---- Passage

Teresa Sapey + Partners

A color pop-art, matter-based restyle
By Editorial Staff -

“Color is matter”. This famous phrase of Teresa Sapey encapsulates the concept of her design for the interiors of the nhow Marseille hotel, in which a rainbow of bright colors creates an eclectic and ironic atmosphere. Completely renovated in 2018, this four-star hotel is located between the sea and the Corniche, the scenic road that runs along the coast. With 150 rooms including the nhow Penthouse suite, the two-story hotel benefits from sea views.

After earning an architecture degree in Turin and a degree in design from Paris, Teresa Sapey founded her studio in 1990 in Madrid. Working with Marseille architects Claire Fatosme and Christian Lefèvre, she has reinvented the existing building by imbuing it with a unique, innovative personality that reflects the identity of Marseille itself.

--------

Work to do:
[1] Decide whether each statement agrees with the passage, and support each yes or no with the deciding words quoted from it: (a) The hotel was completely renovated in 2018. (b) The hotel has 200 rooms. (c) Teresa Sapey founded her studio in Paris.
[2] List every city named in the passage.

---- Supplied data

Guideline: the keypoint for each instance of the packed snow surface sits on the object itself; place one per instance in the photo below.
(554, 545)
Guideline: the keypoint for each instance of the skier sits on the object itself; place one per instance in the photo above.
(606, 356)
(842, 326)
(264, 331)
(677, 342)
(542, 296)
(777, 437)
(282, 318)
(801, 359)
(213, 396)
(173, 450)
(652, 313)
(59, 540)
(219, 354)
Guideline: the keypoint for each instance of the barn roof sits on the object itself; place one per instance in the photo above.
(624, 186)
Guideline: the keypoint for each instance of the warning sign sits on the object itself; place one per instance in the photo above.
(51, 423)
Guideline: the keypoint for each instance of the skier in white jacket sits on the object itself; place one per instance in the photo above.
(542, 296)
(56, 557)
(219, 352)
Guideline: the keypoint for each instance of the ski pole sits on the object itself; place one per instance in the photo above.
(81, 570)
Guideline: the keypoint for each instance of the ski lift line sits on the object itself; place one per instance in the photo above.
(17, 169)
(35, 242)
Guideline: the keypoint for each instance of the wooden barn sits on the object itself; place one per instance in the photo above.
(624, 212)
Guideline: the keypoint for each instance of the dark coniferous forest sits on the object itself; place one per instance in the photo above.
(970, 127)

--------

Expected outputs:
[1]
(a) Yes: "Completely renovated in 2018, this four-star hotel is located between the sea and the Corniche."
(b) No: "With 150 rooms including the nhow Penthouse suite."
(c) No: "Teresa Sapey founded her studio in 1990 in Madrid."

[2] Marseille, Turin, Paris, Madrid